»»

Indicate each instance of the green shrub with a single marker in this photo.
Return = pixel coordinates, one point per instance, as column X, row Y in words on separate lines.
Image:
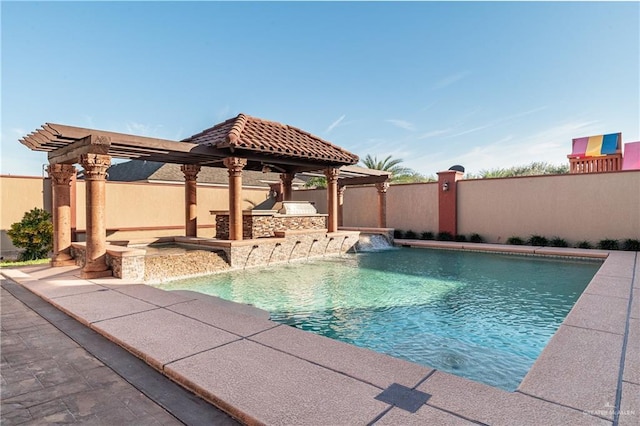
column 476, row 238
column 410, row 235
column 608, row 244
column 558, row 242
column 34, row 233
column 631, row 245
column 584, row 244
column 444, row 236
column 427, row 236
column 537, row 240
column 515, row 241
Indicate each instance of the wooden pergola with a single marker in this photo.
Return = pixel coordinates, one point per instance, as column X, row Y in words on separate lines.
column 240, row 143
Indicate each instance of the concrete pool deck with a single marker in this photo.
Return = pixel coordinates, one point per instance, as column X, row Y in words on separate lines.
column 262, row 372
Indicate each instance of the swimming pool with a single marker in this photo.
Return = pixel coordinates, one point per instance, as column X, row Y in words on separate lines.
column 482, row 316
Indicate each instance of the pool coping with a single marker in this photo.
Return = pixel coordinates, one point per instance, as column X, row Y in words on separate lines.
column 268, row 373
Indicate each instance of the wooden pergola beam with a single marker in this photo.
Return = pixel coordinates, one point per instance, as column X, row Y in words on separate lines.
column 71, row 153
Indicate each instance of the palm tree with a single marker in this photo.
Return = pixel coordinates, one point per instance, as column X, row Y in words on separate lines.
column 387, row 165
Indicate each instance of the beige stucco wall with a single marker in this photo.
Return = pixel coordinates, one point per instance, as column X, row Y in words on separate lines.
column 128, row 205
column 409, row 206
column 316, row 196
column 18, row 195
column 574, row 207
column 146, row 205
column 413, row 207
column 588, row 207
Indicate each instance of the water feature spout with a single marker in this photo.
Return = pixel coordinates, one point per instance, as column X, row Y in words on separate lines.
column 246, row 262
column 292, row 249
column 315, row 240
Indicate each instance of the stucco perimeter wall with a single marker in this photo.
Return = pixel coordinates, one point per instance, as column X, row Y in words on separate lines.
column 409, row 206
column 160, row 205
column 575, row 207
column 412, row 207
column 18, row 195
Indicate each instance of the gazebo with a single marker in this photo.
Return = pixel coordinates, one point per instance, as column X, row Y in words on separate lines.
column 240, row 143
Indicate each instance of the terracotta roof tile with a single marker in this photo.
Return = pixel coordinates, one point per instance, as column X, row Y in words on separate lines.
column 254, row 134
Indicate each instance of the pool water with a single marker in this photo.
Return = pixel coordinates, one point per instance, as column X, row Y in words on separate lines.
column 482, row 316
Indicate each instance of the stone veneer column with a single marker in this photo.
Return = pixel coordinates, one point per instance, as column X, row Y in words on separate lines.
column 61, row 176
column 382, row 203
column 235, row 166
column 341, row 189
column 286, row 178
column 448, row 201
column 190, row 199
column 95, row 174
column 332, row 198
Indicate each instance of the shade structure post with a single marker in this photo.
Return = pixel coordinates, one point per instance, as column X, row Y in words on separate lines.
column 341, row 189
column 382, row 188
column 95, row 174
column 61, row 176
column 235, row 166
column 287, row 179
column 190, row 172
column 332, row 198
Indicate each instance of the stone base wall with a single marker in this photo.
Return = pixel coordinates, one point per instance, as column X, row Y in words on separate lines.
column 221, row 255
column 189, row 264
column 265, row 226
column 129, row 267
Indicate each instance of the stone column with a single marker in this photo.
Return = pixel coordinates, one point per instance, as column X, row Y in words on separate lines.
column 286, row 178
column 332, row 198
column 190, row 199
column 95, row 174
column 448, row 201
column 382, row 203
column 341, row 189
column 61, row 176
column 235, row 166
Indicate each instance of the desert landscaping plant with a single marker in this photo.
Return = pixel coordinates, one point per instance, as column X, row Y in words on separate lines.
column 538, row 240
column 476, row 238
column 427, row 235
column 34, row 234
column 558, row 242
column 444, row 236
column 410, row 235
column 584, row 244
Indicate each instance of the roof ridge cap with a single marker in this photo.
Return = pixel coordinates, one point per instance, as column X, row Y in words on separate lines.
column 339, row 148
column 238, row 126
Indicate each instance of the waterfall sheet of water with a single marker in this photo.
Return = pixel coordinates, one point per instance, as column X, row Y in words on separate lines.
column 373, row 242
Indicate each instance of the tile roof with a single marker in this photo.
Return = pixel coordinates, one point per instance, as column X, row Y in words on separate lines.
column 255, row 135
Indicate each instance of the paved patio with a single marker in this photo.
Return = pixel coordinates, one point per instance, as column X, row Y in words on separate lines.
column 265, row 373
column 49, row 378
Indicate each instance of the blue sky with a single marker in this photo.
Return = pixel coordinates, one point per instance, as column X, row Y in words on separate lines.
column 480, row 84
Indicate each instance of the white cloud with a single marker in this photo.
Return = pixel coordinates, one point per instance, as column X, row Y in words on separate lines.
column 498, row 121
column 434, row 133
column 403, row 124
column 224, row 113
column 335, row 123
column 142, row 129
column 450, row 79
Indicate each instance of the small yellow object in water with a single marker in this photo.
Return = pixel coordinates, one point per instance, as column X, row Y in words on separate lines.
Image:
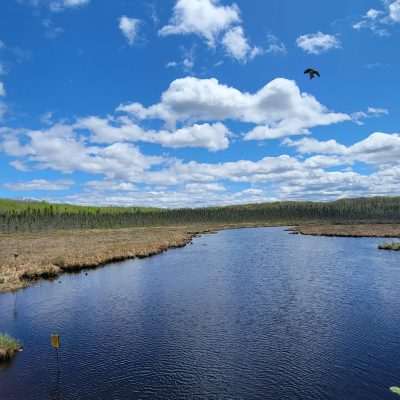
column 55, row 341
column 395, row 389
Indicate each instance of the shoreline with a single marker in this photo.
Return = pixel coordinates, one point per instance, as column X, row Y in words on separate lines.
column 351, row 230
column 28, row 258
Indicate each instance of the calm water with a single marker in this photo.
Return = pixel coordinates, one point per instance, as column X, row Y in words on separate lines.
column 244, row 314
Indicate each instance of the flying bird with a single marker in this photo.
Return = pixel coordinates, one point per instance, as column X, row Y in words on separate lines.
column 312, row 73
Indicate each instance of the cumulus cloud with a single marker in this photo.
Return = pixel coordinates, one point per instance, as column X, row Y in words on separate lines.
column 2, row 90
column 237, row 45
column 40, row 184
column 275, row 46
column 133, row 178
column 215, row 23
column 394, row 11
column 206, row 18
column 56, row 5
column 213, row 137
column 317, row 43
column 129, row 28
column 279, row 108
column 372, row 112
column 61, row 149
column 378, row 21
column 379, row 148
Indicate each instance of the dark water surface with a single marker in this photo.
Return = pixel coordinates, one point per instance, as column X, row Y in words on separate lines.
column 244, row 314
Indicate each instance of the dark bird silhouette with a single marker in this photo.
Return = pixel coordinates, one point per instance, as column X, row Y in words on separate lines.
column 312, row 73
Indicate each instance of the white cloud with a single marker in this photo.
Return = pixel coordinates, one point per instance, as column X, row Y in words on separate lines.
column 110, row 186
column 310, row 145
column 394, row 11
column 213, row 137
column 275, row 46
column 56, row 5
column 317, row 43
column 51, row 31
column 215, row 23
column 61, row 149
column 206, row 18
column 379, row 148
column 40, row 184
column 2, row 90
column 378, row 21
column 279, row 108
column 372, row 112
column 129, row 28
column 237, row 45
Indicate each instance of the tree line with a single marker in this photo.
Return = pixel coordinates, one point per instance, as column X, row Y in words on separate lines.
column 29, row 216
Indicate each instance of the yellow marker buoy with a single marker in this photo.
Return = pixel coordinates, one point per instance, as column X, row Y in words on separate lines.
column 55, row 341
column 395, row 389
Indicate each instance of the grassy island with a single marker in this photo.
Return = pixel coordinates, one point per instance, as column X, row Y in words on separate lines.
column 8, row 347
column 40, row 240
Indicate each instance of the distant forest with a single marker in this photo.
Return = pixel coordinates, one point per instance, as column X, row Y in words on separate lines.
column 29, row 216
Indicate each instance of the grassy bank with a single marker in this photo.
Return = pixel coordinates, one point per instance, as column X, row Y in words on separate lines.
column 28, row 257
column 30, row 216
column 8, row 347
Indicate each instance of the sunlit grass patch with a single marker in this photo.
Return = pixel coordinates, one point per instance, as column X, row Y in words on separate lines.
column 8, row 347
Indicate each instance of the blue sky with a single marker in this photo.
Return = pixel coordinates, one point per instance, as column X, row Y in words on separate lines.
column 198, row 102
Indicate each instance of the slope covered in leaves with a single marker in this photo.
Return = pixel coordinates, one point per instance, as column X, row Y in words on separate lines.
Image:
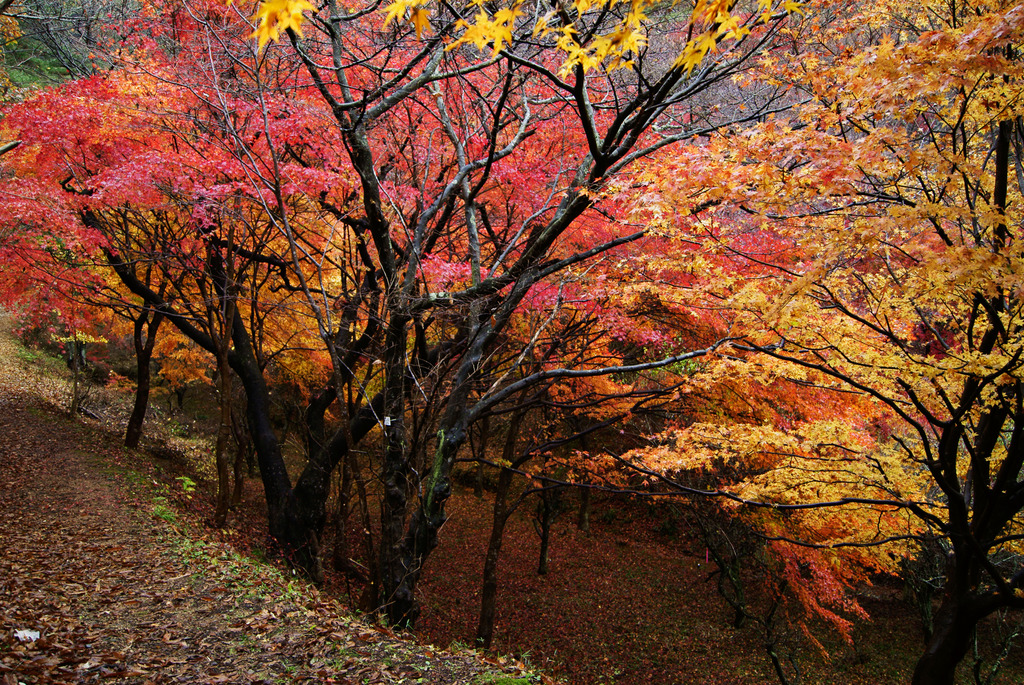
column 119, row 591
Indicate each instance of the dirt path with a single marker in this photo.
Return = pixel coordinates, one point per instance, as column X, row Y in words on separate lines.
column 99, row 581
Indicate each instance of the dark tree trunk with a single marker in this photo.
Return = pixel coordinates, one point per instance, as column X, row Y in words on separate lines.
column 488, row 591
column 223, row 437
column 548, row 510
column 144, row 339
column 951, row 633
column 583, row 520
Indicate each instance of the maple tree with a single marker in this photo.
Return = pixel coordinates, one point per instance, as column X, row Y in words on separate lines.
column 389, row 199
column 880, row 220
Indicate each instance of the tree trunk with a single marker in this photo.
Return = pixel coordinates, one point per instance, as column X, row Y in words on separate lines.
column 583, row 520
column 144, row 339
column 488, row 591
column 950, row 641
column 223, row 437
column 548, row 511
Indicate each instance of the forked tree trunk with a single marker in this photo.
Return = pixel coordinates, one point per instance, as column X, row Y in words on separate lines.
column 144, row 339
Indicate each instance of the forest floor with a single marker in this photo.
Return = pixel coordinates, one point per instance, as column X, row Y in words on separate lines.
column 102, row 581
column 104, row 553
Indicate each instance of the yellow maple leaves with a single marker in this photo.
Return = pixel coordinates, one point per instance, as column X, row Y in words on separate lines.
column 276, row 16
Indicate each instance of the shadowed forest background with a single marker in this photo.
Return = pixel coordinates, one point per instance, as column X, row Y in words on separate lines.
column 650, row 339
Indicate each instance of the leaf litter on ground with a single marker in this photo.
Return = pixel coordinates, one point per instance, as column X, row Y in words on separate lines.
column 96, row 587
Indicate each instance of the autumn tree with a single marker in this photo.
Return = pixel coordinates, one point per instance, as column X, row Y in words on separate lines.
column 410, row 181
column 882, row 220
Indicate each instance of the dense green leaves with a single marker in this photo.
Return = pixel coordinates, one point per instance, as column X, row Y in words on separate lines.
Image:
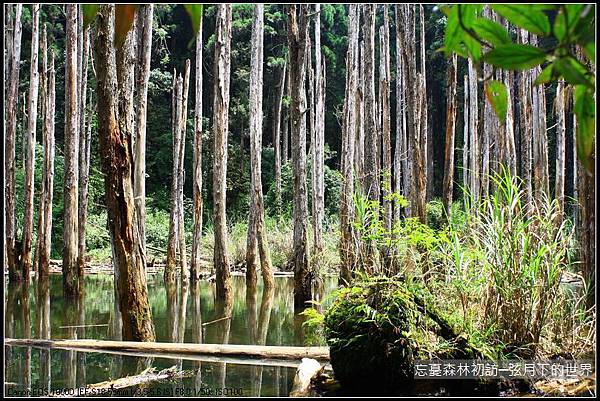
column 124, row 15
column 526, row 16
column 497, row 95
column 515, row 56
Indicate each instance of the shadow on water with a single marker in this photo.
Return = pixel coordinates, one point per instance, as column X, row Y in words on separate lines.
column 182, row 313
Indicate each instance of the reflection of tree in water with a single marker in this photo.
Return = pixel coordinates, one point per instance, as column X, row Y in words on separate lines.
column 43, row 329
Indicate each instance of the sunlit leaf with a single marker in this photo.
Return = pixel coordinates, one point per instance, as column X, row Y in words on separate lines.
column 89, row 13
column 515, row 56
column 496, row 93
column 525, row 16
column 124, row 16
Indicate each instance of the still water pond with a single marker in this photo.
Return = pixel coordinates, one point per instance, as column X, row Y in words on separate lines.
column 187, row 314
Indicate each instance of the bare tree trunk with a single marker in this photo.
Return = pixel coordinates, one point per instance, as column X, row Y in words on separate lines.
column 181, row 173
column 9, row 151
column 71, row 153
column 256, row 231
column 115, row 148
column 319, row 144
column 466, row 150
column 371, row 134
column 475, row 159
column 84, row 148
column 173, row 243
column 144, row 45
column 45, row 211
column 197, row 178
column 450, row 133
column 384, row 89
column 559, row 186
column 34, row 77
column 220, row 130
column 277, row 134
column 297, row 39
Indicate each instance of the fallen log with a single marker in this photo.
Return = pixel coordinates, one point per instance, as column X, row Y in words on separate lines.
column 147, row 376
column 232, row 350
column 308, row 370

««

| BRIEF |
Could you copy every line in the records that holds "leaves"?

| OUTPUT FOR THIS EXERCISE |
Indicate each instance of the slope covered in leaves with a single marker in this photo.
Indicate each instance of the yellow maple leaves with a single marker in this photo.
Indicate each instance of the dense green leaves with a single marker in this photo.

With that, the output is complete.